### Your instructions
Reproduce every record below exactly, without the pictures.

### Natural language region descriptions
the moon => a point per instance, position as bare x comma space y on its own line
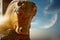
51, 22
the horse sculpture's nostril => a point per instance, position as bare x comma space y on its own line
19, 30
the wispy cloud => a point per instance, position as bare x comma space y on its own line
51, 23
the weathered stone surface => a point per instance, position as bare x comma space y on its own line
25, 15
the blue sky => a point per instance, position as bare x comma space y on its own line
47, 18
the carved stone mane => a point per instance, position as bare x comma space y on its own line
25, 15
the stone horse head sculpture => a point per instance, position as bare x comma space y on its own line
20, 15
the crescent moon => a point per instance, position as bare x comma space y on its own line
52, 22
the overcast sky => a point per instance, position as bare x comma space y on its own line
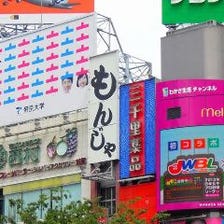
138, 26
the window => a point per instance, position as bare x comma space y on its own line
108, 199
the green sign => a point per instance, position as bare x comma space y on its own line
192, 11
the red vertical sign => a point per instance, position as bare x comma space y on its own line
137, 129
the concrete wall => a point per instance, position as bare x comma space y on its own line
193, 52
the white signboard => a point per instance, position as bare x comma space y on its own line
50, 153
46, 72
103, 108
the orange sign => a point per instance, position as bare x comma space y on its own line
46, 6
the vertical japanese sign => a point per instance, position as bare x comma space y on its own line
190, 144
137, 128
103, 108
43, 72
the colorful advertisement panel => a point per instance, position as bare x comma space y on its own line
191, 167
137, 128
143, 196
46, 6
190, 142
46, 72
192, 11
103, 109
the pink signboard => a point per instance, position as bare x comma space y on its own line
190, 143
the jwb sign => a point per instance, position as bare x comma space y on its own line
192, 11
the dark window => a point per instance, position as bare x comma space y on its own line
173, 113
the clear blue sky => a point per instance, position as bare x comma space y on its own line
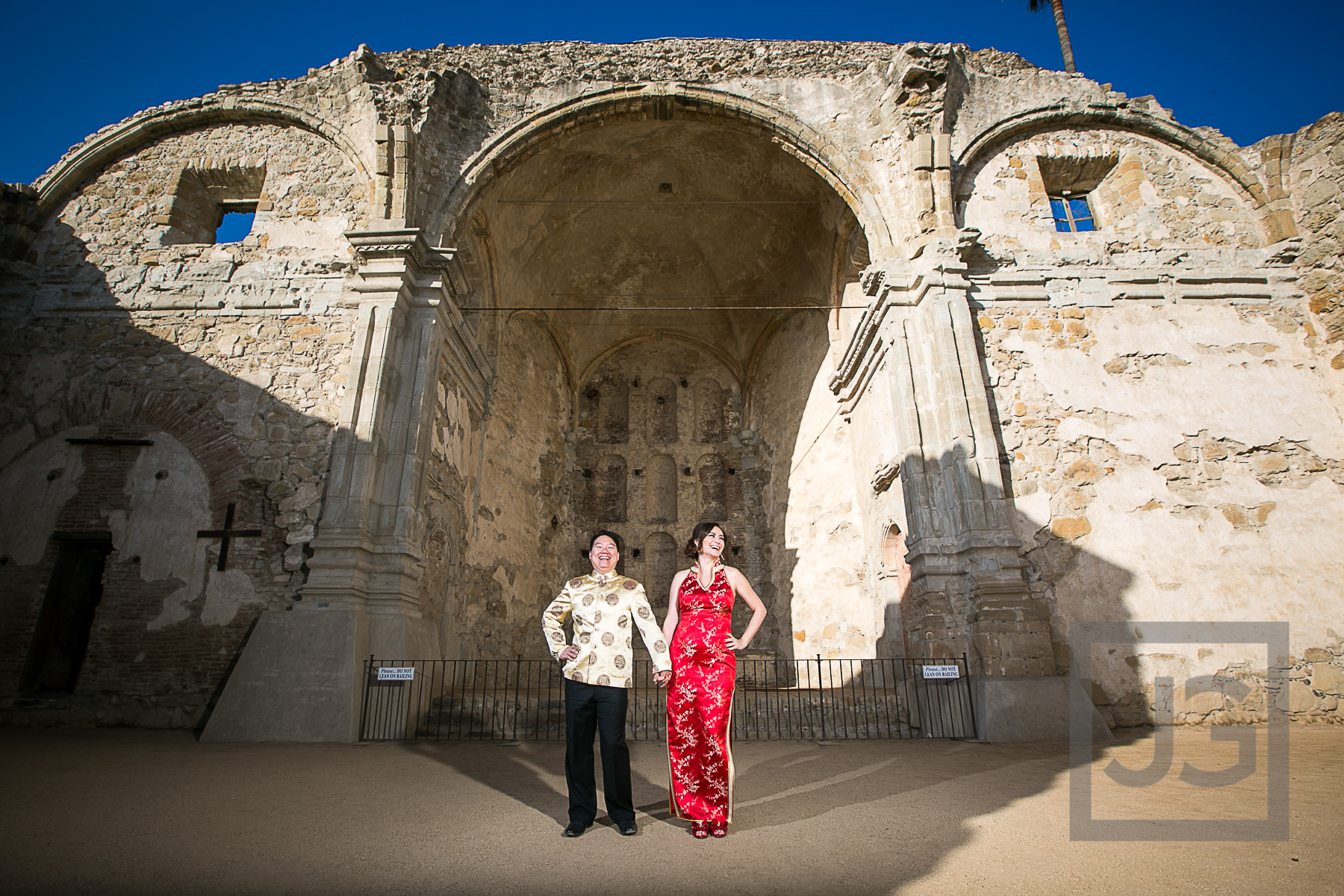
1248, 69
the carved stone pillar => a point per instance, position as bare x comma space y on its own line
967, 593
300, 675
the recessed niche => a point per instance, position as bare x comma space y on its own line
660, 489
613, 411
710, 411
660, 564
712, 488
662, 410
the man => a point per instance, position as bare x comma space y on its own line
598, 672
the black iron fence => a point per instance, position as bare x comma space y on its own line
773, 700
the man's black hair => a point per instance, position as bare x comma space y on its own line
611, 535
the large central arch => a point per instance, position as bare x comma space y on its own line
629, 252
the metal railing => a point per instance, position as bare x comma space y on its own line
773, 700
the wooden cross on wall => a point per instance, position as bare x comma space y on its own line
225, 535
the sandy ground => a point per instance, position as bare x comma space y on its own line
125, 812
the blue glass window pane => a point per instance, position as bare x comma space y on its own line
234, 227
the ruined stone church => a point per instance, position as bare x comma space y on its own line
960, 351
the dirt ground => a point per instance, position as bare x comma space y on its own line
132, 812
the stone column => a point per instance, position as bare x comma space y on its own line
968, 593
300, 675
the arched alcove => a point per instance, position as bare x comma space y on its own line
712, 488
710, 408
660, 489
662, 401
613, 411
660, 564
644, 250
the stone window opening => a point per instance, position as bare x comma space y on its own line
215, 205
1071, 214
1068, 180
235, 220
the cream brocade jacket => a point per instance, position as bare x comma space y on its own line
604, 608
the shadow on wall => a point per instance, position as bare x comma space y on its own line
186, 421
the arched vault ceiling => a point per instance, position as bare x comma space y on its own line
662, 214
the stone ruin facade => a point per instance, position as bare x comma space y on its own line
495, 297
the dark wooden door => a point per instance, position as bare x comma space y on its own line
60, 637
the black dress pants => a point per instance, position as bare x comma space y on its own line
601, 709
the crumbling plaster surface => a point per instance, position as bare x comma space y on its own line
1152, 198
1317, 180
1207, 467
823, 586
258, 334
512, 556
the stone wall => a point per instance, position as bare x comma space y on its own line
1316, 172
235, 355
1132, 423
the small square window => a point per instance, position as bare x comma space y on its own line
1071, 214
235, 220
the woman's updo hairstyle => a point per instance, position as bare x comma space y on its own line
692, 547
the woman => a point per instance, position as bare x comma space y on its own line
699, 628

### Solution below
the moon => a point per instance, position as bare x comma space y on its own line
51, 22
the horse sculpture's nostril => a point per instance, position as bare x comma space y on its own line
19, 30
the wispy cloud => a point per instance, position as bare x comma space y on its own line
51, 23
the weathered stone surface => a point per instance, position as bare x comma space y on its own line
25, 15
the blue sky => a point per instance, position as bare x comma space y on its own line
47, 18
the carved stone mane => a point per instance, position as bare x comma space y on its own line
25, 15
the stone horse head sculpture => a point per instance, position as bare x comma space y on its own line
20, 15
the crescent moon => a point per instance, position as bare x comma space y on its own line
52, 22
the overcast sky => a point per instance, position as bare x comma space y on its own line
138, 26
the window => a point per instance, position as bare x comma space y on its own line
108, 199
the green sign => a point per instance, position as bare x comma space y on its own line
192, 11
the red vertical sign => a point per instance, position as bare x comma space y on its own line
137, 129
the concrete wall => a point per instance, position as bare x comma space y on its own line
193, 52
the white signboard => a point per instance, position as bare x comma space y on its own line
50, 153
46, 72
103, 108
the orange sign => a point per instance, position as bare x comma space y on its own line
46, 6
the vertical japanese sign => a point per instance, position as bare x comma space y on its own line
190, 144
137, 128
103, 108
43, 72
the colorful advertisement panel => a point per instance, position as bare x comma space y on its own line
191, 167
137, 128
143, 196
46, 6
190, 142
46, 72
192, 11
103, 109
the pink signboard => a point per instance, position as bare x comma space y on its own line
190, 143
the jwb sign => a point per instance, position as bare x comma space y on its own line
192, 11
the dark window => a point per instance, position as bare x comma space y on its own line
173, 113
the clear blue sky => a point per instance, position as bare x comma space y on its own line
1248, 69
the carved stone pillar => a point per instance, position as bare x comma space y on its own line
967, 593
300, 675
the recessed niche => a point per instance, position as bare x comma space y on its own line
660, 489
613, 411
710, 411
660, 564
712, 488
662, 410
the man => a point per instance, position as bare x comma space y on its own line
598, 672
the black iron fence => a point per instance, position as bare x comma space y on its own line
773, 700
the man's black hair => a point per instance, position as bare x comma space y on its own line
611, 535
the large central arch => a point per instance, position as bare x comma space y on its own line
629, 252
the metal railing => a point per instance, position as bare x comma space y on its own line
773, 700
the wooden cross on wall => a point per instance, position as bare x comma space y on its own line
225, 535
the sandy ground => a point per instance, position as bare x comma space y on its own line
125, 812
the blue glass window pane => a point per instance, position as bare x comma space y on its own line
234, 227
the ruined stone church => a point per instance, position as bare x comma space y on its own line
960, 351
the dirt ground => a point per instance, position as bare x comma space y on its own line
132, 812
the stone column => a point per instance, position as bare x comma space y on its own line
968, 593
300, 675
the arched alcove => a point per instance, position as bare x comma space y on its own line
712, 488
710, 408
660, 489
662, 401
613, 411
660, 564
644, 250
the stone window opening => a point per instance, position as bare x comma space y on its own line
215, 205
1071, 214
1068, 180
235, 220
the cream brocade jacket => a point per instance, position as bare x comma space y on its own line
604, 608
the shadow on wall => a point per instance, position as bare x comma space y on its own line
186, 421
the arched vault ceiling => a point per instance, position as bare x comma space y on its own line
662, 214
the stone ruin facade => a point per instance, position as bare x comma space y on its own line
495, 297
the dark wooden door => a point per instance, position as bare x comma space y on its own line
60, 637
the black dress pants => a point per instance, position as bare x comma space y on its own line
601, 709
the crumbling plaster surface => a point per instance, position as bare x comma space y on its own line
1152, 198
1317, 180
1207, 467
823, 586
258, 334
512, 556
the stone wall => a point per instance, position as bare x comma space y on its own line
1316, 172
235, 355
1132, 423
the small square window => a point per instance, position as bare x comma space y on its own line
1071, 214
235, 220
the woman's updo hairstyle => a point per instance, position as bare x comma space y on its own line
692, 547
the woman => a point per instance, position as bare x comma space y on its own line
699, 628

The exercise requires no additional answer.